Given problem
Please write out exactly the lines that begin at the line containing "rein, shaped like this sample" and run to the end of the records.

Excerpted data

** Begin **

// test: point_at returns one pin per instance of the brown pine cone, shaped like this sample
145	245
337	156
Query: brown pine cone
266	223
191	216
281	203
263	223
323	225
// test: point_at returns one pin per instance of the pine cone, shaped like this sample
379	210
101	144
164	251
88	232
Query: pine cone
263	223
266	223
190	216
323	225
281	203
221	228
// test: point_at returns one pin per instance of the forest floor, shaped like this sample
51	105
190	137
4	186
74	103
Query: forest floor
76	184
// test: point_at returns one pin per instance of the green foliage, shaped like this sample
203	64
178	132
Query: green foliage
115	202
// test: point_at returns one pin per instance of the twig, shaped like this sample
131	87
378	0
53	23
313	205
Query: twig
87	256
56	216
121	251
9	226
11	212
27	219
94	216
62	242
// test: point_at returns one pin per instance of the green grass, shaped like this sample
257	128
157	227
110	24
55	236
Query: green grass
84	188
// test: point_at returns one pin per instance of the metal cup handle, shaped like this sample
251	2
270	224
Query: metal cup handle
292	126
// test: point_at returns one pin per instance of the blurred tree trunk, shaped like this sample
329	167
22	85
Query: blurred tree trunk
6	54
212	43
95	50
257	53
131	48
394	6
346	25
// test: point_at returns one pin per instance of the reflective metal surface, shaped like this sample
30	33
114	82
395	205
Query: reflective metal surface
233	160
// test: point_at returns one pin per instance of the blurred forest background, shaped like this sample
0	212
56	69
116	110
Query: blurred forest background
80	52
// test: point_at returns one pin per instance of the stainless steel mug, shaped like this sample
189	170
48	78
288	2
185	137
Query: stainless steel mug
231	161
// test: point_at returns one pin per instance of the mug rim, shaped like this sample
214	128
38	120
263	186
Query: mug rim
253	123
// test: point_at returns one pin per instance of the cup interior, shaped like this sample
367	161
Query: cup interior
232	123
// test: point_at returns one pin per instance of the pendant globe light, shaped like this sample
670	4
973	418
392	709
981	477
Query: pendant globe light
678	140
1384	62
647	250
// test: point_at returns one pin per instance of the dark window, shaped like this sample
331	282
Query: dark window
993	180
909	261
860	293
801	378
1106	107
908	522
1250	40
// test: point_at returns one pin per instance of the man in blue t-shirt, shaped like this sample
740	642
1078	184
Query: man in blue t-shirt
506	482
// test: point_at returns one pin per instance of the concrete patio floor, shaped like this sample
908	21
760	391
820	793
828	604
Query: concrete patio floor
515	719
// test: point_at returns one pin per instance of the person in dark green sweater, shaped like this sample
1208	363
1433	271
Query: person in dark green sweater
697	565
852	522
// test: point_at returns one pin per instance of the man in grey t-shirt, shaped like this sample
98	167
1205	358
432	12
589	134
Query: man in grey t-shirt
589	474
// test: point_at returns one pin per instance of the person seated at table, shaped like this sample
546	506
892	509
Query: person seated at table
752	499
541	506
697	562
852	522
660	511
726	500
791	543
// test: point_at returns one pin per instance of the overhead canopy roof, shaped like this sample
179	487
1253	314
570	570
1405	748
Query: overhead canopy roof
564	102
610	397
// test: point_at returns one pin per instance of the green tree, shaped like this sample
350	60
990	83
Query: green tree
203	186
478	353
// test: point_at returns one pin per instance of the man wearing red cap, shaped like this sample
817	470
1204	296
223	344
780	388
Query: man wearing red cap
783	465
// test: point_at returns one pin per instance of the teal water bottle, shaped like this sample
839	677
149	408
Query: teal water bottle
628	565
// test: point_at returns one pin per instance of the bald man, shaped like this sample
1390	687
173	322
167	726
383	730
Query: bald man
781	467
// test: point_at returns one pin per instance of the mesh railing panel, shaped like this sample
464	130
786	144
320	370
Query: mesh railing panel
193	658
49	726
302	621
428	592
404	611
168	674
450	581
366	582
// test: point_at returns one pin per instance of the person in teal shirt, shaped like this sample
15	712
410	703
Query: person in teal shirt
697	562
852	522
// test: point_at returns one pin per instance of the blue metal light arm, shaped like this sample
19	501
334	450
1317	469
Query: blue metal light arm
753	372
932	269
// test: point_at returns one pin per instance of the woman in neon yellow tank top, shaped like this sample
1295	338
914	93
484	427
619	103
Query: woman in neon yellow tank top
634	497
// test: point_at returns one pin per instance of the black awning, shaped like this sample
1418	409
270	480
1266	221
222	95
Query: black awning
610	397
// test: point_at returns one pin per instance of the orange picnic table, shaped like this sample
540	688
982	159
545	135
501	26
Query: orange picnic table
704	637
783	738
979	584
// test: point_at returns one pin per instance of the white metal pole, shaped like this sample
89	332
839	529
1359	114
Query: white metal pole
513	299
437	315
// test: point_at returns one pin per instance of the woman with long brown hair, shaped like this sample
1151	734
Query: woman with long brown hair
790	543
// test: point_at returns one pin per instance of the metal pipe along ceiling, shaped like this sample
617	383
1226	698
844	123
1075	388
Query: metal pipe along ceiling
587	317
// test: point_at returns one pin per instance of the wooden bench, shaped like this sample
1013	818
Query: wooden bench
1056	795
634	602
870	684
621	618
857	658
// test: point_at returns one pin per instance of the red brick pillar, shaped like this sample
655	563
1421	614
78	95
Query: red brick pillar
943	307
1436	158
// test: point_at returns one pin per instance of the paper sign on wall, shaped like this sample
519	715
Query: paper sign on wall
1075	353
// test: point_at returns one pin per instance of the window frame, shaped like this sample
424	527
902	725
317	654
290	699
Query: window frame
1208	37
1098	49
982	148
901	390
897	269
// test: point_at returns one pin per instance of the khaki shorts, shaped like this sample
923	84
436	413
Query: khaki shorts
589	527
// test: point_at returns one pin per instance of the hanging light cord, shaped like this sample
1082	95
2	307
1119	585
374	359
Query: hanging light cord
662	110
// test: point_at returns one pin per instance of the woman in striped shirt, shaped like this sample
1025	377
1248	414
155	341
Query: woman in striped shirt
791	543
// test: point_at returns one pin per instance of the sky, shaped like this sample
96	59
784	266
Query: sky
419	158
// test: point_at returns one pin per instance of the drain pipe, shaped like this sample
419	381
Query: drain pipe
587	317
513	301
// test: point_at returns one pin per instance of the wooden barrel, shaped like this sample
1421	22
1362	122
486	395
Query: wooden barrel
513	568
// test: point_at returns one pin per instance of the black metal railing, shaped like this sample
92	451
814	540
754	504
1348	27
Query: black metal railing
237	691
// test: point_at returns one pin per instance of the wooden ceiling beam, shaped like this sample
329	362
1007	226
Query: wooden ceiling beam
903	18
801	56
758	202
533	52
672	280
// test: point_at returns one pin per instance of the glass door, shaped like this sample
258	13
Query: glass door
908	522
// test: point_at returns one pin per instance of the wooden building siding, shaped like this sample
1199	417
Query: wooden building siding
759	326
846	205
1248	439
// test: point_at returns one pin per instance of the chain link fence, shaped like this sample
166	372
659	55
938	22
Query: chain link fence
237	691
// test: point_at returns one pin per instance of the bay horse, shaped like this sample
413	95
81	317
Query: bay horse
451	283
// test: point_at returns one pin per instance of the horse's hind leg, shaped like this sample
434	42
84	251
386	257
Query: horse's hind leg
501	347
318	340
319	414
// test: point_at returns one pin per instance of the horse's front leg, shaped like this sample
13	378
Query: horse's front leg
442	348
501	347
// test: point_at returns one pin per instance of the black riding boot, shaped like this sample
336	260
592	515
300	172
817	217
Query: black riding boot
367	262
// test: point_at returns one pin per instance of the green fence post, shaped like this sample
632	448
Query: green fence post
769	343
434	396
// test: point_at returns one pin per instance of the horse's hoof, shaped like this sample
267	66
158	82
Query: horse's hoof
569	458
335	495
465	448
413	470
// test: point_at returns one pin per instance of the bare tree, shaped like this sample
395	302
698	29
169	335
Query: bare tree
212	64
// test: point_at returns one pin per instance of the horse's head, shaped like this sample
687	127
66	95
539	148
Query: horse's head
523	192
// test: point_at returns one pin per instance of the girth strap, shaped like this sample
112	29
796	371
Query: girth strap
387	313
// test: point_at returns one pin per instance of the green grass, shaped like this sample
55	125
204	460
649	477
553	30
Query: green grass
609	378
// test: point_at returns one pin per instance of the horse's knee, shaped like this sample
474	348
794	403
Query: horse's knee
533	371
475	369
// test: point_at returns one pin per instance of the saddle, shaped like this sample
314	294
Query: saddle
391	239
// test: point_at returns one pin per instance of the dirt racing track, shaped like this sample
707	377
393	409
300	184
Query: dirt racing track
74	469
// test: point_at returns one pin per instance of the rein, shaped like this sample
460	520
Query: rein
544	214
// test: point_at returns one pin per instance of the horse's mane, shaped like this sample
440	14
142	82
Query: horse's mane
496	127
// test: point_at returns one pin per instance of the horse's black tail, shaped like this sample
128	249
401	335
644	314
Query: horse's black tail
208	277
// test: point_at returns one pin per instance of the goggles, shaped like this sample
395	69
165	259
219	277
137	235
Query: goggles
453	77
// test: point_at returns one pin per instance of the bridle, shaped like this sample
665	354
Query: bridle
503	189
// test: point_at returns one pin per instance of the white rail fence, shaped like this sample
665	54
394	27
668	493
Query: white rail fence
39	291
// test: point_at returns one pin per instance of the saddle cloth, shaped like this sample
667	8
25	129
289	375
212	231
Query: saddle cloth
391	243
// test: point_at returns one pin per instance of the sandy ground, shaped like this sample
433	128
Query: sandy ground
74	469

** End **

Final answer
// test: point_at returns one pin per instance of the rein, shaped like this sample
460	520
Query: rein
544	214
// test: point_at returns one pin per instance of the horse's mane, shaped like this sample
440	14
142	82
Query: horse's mane
496	127
// test: point_at returns one pin per instance of the horse's black tail, shaped like this sample
128	249
401	335
644	314
Query: horse's black tail
208	277
// test: point_at returns one pin per instance of the goggles, shaped like this sample
395	69
165	259
219	277
137	235
Query: goggles
453	77
// test: point_at returns one pin per instance of the bridle, shaped like this sample
665	354
Query: bridle
503	189
// test: point_at returns one pin per instance of the white rail fence, shaped like this sample
665	54
394	27
668	493
Query: white rail fence
39	291
// test: point_at returns one pin per instance of the saddle cloth, shaped like this sample
667	8
25	129
289	375
212	231
Query: saddle cloth
391	243
// test: point_at returns one pin per instance of the sandy ground, shaped like this sample
433	128
Query: sandy ground
74	469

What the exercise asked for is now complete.